In rishi1226/classrish: Functions for reproducing analysis of classification

library(devtools)
library(classrish)
library(ggplot2)
library(randomForest)
#devtools::install_github("rishi1226/classrish")
library(classrish)

This Vignette closely follows the process provided in the competition.

KNN

First we load the data using the \code{classrish::PrepareData} function. Note that we only load the first 100 rows for faster execution

path <- "/home/rishabh/mres/ml_comp/data/"
data1 <- classrish::PrepareData(path = path, mode = 2, sample = TRUE, size = 100)

I use Knn as a baseline because Knn classifiers are susceptible to both outliers (as they use \emph{distance} to predict) and the \emph{the curse of dimensionality}. Since, the features are a mix of categorical and continuous, it is recommended that they be resized to a range between 0 and 1. First I identified the best k by training a 10 cross validated knn for values $1,3,...,15$. The error returned were as follows:

k.seq <- seq(1, 15, 2)
knn.result <- classrish::KNN1(data1, k.seq)
(knn.result$error)
(ggplot2::ggplot( knn.result$error, aes(x = k, y = error)) + geom_line() + geom_point())

Random Forest

The next classifier I chose to test is Random Forest. I choose this because it is essentially an averaging over many decision trees. This means that the features are invariant to monotonic transformations. Nevertheless, I fit the classifier on both raw and normalised data and see very similar results.

To train the classifier I did a grid search between the parameters \emph{mtry} {a function of number of remaining predictor variables to use as the mtry parameter in the randomForest call} and \emph{ntree} {the number of trees and selected the combination with the least amount of error}.

=======

EXERCISES.
- A) Answer these from the classrish vignette:
(i) How many rows of data are loaded for faster execution?
(ii) Which values of k were used to train the cross-validated knn?
(iii) Which two parameters were included in the grid search for the Random Forest classifier?
- B) Extract the part of the classrish vignette from "(knn.result$error)" up to and including "very similar results.".
The records that come next have no connection to the classrish vignette.

=======

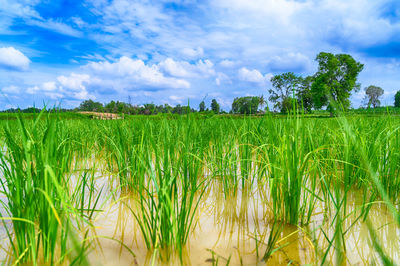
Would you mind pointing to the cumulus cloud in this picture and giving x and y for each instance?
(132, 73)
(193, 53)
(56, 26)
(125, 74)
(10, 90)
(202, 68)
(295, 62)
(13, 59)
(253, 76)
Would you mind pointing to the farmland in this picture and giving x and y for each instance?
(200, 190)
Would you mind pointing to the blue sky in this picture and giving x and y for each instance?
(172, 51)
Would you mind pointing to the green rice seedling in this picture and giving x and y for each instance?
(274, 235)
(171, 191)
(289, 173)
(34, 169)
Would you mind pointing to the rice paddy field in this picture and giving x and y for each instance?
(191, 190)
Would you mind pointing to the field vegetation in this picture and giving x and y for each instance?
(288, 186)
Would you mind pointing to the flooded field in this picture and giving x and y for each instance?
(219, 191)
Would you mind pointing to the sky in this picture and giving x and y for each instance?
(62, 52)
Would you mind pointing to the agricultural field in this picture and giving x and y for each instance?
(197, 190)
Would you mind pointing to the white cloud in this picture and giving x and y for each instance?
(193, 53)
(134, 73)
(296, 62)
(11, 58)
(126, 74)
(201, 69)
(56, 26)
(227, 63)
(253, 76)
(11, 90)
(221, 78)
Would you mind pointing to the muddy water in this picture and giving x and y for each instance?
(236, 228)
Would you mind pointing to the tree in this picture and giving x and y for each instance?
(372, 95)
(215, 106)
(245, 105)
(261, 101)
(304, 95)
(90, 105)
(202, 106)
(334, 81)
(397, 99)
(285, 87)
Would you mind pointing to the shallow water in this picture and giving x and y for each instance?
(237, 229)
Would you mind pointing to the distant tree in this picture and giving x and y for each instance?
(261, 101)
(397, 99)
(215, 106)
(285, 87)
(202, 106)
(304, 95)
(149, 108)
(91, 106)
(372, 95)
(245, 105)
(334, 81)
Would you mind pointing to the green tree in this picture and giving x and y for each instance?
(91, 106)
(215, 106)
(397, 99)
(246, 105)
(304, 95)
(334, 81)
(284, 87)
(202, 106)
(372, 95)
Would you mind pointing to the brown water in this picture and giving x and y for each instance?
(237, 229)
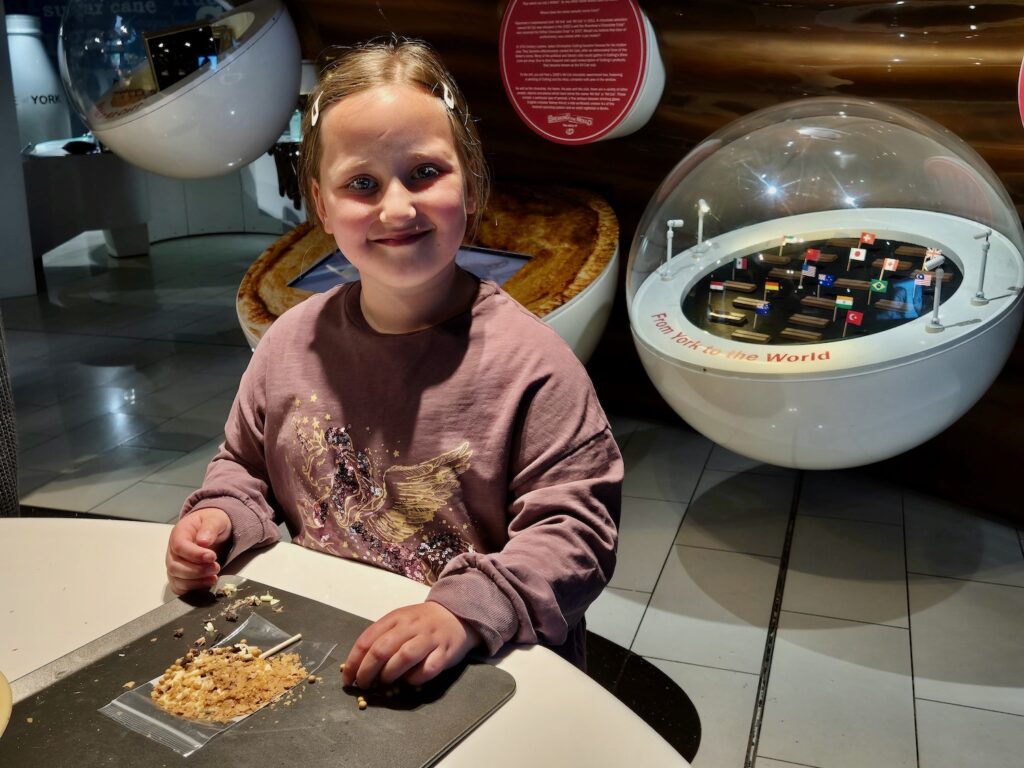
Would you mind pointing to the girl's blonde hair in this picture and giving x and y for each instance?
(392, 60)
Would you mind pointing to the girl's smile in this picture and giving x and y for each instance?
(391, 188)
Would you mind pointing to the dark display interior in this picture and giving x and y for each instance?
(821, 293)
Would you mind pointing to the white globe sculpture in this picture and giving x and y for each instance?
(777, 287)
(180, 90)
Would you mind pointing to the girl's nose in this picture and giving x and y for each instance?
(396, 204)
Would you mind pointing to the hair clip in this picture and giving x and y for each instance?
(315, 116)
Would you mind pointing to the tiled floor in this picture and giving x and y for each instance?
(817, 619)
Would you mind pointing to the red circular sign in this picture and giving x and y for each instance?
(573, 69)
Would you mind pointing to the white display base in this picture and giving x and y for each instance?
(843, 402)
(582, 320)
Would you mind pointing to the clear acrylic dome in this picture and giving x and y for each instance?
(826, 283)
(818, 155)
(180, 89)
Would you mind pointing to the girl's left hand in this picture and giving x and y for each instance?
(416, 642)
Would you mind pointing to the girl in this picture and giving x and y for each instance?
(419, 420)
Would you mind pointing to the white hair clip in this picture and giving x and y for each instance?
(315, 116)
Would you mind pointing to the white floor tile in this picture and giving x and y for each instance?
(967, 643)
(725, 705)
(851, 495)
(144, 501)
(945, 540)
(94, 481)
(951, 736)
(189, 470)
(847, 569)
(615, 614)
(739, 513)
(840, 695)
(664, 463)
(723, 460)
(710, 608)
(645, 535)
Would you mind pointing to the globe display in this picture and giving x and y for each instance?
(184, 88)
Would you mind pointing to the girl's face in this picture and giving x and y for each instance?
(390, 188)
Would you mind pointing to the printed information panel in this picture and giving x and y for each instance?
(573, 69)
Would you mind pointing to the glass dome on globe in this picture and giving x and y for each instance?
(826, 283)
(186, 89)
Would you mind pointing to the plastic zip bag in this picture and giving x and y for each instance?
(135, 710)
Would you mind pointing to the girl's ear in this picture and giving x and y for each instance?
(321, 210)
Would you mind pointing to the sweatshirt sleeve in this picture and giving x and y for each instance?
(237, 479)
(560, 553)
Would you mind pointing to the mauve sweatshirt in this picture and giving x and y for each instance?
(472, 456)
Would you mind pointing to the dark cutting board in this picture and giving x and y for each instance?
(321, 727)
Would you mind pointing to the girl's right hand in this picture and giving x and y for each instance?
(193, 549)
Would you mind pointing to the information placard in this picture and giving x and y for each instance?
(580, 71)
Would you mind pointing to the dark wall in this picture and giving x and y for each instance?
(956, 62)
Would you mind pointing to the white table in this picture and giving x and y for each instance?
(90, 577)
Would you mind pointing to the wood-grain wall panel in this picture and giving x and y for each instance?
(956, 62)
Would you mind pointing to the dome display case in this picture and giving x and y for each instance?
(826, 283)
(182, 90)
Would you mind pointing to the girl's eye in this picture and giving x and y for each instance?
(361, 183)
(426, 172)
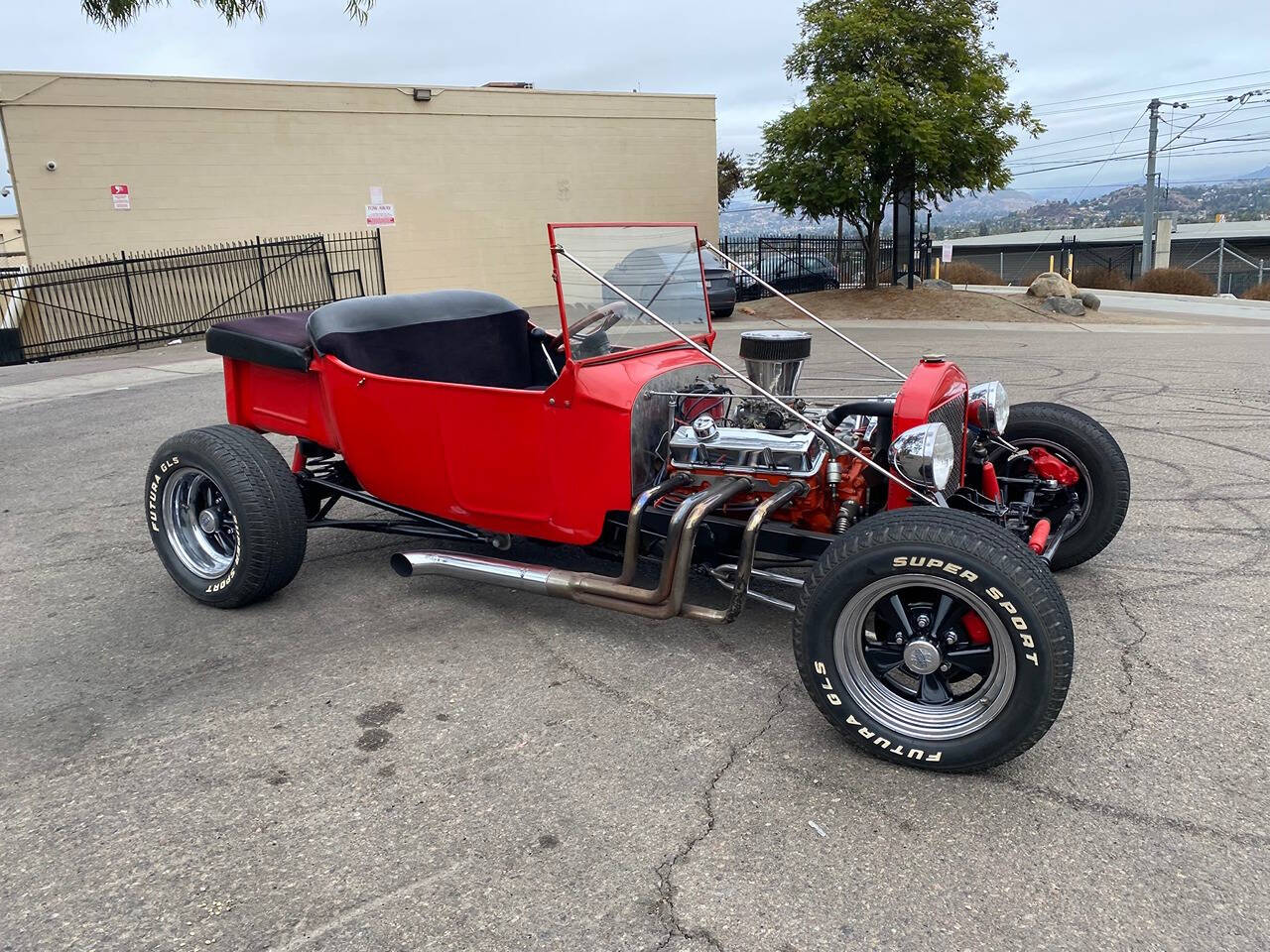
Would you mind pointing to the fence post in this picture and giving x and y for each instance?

=======

THE ANSWERS.
- A)
(i) The first 100 rows.
(ii) 1, 3, ..., 15.
(iii) mtry and ntree.

- B)
(knn.result$error)
(ggplot2::ggplot( knn.result$error, aes(x = k, y = error)) + geom_line() + geom_point())

Random Forest

The next classifier I chose to test is Random Forest. I choose this because it is essentially an averaging over many decision trees. This means that the features are invariant to monotonic transformations. Nevertheless, I fit the classifier on both raw and normalised data and see very similar results.